_Set task_. Could you give the data below again, exactly and completely?

──────── Dataset records ────────

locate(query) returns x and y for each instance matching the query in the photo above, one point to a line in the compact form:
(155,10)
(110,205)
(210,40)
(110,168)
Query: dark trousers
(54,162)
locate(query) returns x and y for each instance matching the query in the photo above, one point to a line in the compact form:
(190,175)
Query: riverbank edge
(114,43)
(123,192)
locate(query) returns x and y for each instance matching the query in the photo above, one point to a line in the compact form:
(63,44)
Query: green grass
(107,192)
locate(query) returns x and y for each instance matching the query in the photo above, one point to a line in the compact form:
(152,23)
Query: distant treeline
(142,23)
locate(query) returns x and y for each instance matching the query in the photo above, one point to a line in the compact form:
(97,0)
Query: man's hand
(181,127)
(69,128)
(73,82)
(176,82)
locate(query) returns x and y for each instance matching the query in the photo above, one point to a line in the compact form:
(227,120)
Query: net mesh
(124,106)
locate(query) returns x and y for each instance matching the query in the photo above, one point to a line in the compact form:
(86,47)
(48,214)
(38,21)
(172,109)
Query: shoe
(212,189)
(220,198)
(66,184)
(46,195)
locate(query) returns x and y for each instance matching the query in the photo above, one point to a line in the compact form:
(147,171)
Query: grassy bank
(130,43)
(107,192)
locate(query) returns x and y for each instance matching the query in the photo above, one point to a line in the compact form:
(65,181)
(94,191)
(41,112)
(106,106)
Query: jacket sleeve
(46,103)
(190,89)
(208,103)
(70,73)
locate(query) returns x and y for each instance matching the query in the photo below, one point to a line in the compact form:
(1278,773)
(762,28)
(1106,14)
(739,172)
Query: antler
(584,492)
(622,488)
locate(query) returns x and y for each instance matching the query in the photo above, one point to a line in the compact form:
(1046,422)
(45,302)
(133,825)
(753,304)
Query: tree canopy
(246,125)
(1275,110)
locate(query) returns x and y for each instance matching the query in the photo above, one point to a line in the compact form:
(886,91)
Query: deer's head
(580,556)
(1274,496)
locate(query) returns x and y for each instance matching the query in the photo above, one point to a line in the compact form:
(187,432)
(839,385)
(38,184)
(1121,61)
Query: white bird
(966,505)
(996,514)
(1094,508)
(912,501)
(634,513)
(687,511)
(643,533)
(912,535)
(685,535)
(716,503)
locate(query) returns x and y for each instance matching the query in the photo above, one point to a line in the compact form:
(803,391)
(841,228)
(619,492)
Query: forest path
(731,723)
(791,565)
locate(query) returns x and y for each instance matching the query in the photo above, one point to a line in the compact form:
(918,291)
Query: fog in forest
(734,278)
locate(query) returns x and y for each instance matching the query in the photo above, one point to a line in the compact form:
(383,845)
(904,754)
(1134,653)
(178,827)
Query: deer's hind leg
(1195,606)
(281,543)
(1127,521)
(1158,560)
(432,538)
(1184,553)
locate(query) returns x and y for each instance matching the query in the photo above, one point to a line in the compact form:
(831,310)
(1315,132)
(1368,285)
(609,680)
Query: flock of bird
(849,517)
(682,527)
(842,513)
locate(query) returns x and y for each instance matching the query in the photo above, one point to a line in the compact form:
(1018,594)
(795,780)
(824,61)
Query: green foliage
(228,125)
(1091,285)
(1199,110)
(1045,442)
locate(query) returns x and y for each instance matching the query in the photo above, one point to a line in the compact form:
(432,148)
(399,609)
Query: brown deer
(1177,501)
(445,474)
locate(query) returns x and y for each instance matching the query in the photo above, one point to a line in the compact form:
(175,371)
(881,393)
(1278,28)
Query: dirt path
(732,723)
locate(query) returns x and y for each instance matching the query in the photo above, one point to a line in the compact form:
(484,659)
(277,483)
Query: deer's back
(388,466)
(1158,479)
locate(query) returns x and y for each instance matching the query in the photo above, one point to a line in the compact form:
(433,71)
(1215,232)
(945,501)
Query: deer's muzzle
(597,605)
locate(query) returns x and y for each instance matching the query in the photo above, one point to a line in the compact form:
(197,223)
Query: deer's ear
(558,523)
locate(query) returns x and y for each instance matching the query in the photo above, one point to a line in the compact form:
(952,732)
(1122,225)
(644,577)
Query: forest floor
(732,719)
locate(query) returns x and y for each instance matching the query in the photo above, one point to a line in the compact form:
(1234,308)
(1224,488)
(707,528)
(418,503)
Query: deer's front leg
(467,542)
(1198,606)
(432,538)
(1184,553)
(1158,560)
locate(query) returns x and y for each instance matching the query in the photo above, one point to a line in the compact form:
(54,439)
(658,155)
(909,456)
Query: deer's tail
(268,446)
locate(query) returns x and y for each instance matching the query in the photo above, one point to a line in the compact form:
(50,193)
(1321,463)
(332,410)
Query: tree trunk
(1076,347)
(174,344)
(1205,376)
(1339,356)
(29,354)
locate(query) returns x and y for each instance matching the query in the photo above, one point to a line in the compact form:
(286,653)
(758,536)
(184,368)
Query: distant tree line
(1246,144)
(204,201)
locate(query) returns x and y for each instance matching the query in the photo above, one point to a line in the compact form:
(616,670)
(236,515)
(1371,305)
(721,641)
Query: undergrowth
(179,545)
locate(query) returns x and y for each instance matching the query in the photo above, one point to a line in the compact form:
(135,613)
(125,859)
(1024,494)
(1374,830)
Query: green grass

────────

_Worked solution_.
locate(query) returns x and y for each instance matching the query in the photo above, one point to a line in the compact form:
(155,10)
(110,205)
(210,40)
(110,168)
Query: dark trousers
(54,162)
locate(query) returns x and y for each instance matching the query in the photo above, one point to a line in the compact form:
(190,175)
Query: riverbank edge
(114,43)
(123,192)
locate(query) returns x and y for each instance matching the query in the photo above, one point to a line in the compact form:
(63,44)
Query: green grass
(107,192)
locate(query) returns x and y for each instance matching the query in the photo above, one point to a line in the compact form:
(152,23)
Query: distant treeline
(142,23)
locate(query) returns x and y for each instance matching the query in the photo above, one point to a line in the compact form:
(97,0)
Query: man's hand
(181,127)
(69,128)
(73,82)
(176,82)
locate(query) returns x and y for each instance matching the query in the photo above, one point to a line in the compact form:
(227,120)
Query: net mesh
(124,106)
locate(query) returns x and y for each instance matching the query in the photo above, one point to a line in the compact form:
(86,47)
(48,214)
(38,21)
(172,109)
Query: shoe
(212,189)
(220,198)
(66,184)
(46,195)
locate(query) returns x and y for each instance matching the query in the photo above, one point to a line in the compact form:
(147,171)
Query: grassy bank
(130,43)
(107,192)
locate(query) returns x and y for each instance matching the query in the photo above, one point to a line in the compact form:
(65,181)
(94,191)
(41,112)
(106,106)
Query: jacket sleeve
(46,103)
(190,89)
(208,103)
(70,73)
locate(query) returns x and y for each instance matching the query in the photo below, one point to a line in the compact form:
(1278,773)
(762,28)
(1106,14)
(739,172)
Query: antler
(584,492)
(622,488)
locate(query) returns x and y for each instance matching the query in the photo above, one point to a line in the compact form:
(1046,422)
(45,302)
(133,825)
(753,304)
Query: tree canopy
(246,125)
(1275,110)
locate(query) returns x and y for each instance matching the query in the photo above, one point to a line in the compact form:
(886,91)
Query: deer's head
(580,556)
(1274,496)
locate(query) returns x and y for each instance matching the query in the photo above, one point to a line in the compact form:
(187,432)
(839,385)
(38,184)
(1121,61)
Query: white bird
(966,505)
(996,514)
(1094,508)
(912,501)
(634,513)
(687,511)
(643,533)
(912,535)
(685,535)
(716,503)
locate(query) returns x and y for each instance matching the query in the photo above, one point to a line in the compact form:
(803,391)
(841,228)
(619,492)
Query: forest path
(731,723)
(791,565)
locate(query) returns x and y for each instance matching the query in the photo above, one point to a line in the compact form:
(918,291)
Query: fog in forest
(734,278)
locate(query) returns x and y for each instance matching the query in the photo above, one point to a line in the compact form:
(383,845)
(904,754)
(1134,653)
(178,827)
Query: deer's hind leg
(1195,606)
(281,543)
(1127,521)
(1158,560)
(432,538)
(1184,553)
locate(query) returns x and y for each instance matching the query in the photo above, one point to a line in the compact form:
(831,310)
(1315,132)
(1368,285)
(609,680)
Query: flock of bird
(849,517)
(682,527)
(842,513)
locate(query) returns x and y for each instance matching the query in the photo above, one point to a line in the compact form:
(1018,594)
(795,780)
(824,61)
Query: green foliage
(228,125)
(1091,285)
(1199,110)
(1045,442)
locate(query) returns x and y for each instance matching the query in the photo above, one point to a line in the compact form:
(432,148)
(399,609)
Query: brown deer
(1177,501)
(445,474)
locate(query) returns x and y for each instance matching the query in the photo above, one point to a line in the compact form:
(175,371)
(881,393)
(1278,28)
Query: dirt path
(732,723)
locate(query) returns x and y for each instance matching the query in the photo above, one point to a line in the compact form:
(484,659)
(277,483)
Query: deer's back
(388,466)
(1158,479)
locate(query) returns x and y for each instance matching the query in the photo above, one point to a line in the compact form:
(433,71)
(1215,232)
(945,501)
Query: deer's muzzle
(597,605)
locate(query) returns x and y for each instance matching the query in the photo above, one point to a line in the compact form:
(197,223)
Query: deer's ear
(558,523)
locate(query) returns x and y for each instance matching the query in the photo above, one point to a line in the compact form:
(952,732)
(1122,225)
(644,577)
Query: forest floor
(732,719)
locate(query) returns x and y for each instance matching the query in the photo above, one point to a line in the compact form:
(1234,308)
(1224,488)
(707,528)
(418,503)
Query: deer's front leg
(467,542)
(1198,606)
(432,538)
(1184,553)
(1158,560)
locate(query) returns x and y for each instance matching the query in the photo above, one point to a line in the compact form:
(54,439)
(658,155)
(909,456)
Query: deer's tail
(268,446)
locate(query) returns x and y for each instance matching the query in the photo above, one point to a line in the compact form:
(50,193)
(1321,463)
(332,410)
Query: tree trunk
(1076,347)
(174,344)
(1205,376)
(1339,356)
(29,354)
locate(query) returns x and y for each instance matching the query in the photo above, one point to a line in the compact form:
(286,653)
(758,536)
(184,368)
Query: distant tree line
(1246,144)
(204,201)
locate(query) returns x and y for each instance matching the query in the photo above, one point to a line in the compact form:
(616,670)
(236,515)
(1371,305)
(721,641)
Query: undergrowth
(179,545)
locate(query) returns x and y for each instance matching the query in the photo above, one point to a line in the compact form:
(135,613)
(125,859)
(1024,494)
(1374,830)
Query: green grass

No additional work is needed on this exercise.